Repeat the lines below exactly as written, please, from the line with "Target: flower bud" to the line with "Target: blurred background", both lines included, and no others.

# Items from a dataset
══════

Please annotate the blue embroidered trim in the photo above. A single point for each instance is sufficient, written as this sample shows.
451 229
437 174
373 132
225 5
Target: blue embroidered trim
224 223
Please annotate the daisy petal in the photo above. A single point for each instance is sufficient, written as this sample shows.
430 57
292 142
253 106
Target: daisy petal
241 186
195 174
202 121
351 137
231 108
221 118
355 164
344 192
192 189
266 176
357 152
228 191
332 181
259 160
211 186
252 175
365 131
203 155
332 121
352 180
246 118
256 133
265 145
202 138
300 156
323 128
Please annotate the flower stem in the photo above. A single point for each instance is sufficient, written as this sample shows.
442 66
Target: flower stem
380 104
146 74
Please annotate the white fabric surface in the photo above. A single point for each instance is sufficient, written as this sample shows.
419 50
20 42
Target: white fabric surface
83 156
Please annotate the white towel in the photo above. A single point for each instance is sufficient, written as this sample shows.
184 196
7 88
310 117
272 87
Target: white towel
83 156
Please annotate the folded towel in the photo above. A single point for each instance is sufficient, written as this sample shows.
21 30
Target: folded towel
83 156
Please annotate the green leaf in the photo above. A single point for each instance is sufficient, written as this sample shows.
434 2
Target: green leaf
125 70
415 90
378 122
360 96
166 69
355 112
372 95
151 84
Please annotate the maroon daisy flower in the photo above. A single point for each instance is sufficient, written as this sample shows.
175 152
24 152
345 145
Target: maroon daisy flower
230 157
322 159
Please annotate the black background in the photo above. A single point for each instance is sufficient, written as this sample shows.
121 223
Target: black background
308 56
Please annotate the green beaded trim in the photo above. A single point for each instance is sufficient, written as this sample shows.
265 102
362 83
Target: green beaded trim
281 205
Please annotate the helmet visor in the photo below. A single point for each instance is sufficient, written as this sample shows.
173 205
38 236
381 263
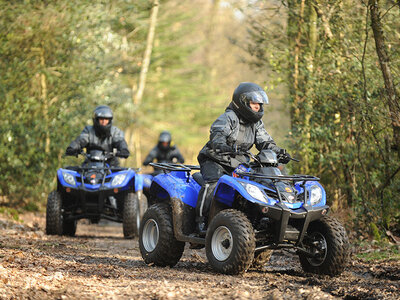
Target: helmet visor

══════

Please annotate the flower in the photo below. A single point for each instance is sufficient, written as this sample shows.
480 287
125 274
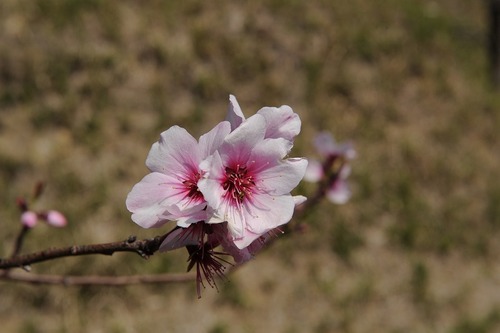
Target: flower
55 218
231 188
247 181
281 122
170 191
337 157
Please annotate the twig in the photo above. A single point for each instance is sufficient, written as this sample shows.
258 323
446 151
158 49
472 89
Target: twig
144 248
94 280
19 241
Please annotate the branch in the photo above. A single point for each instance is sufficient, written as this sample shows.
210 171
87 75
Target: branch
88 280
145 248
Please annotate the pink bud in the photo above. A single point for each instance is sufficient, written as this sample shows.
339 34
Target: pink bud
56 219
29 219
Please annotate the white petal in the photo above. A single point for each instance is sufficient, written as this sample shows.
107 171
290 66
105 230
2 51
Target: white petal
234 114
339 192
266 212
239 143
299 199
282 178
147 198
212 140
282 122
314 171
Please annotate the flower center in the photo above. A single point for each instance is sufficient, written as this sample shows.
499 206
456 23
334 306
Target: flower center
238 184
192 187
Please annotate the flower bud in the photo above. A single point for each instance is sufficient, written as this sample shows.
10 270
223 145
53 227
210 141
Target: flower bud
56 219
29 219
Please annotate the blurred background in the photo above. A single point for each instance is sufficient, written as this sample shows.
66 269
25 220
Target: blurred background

══════

# OUTPUT BELOW
Target: flower bud
56 219
29 219
Please annotate the blurred background in the photo above. A single point for each instance is sufficient, written as this sample shows.
66 269
25 220
Target: blurred background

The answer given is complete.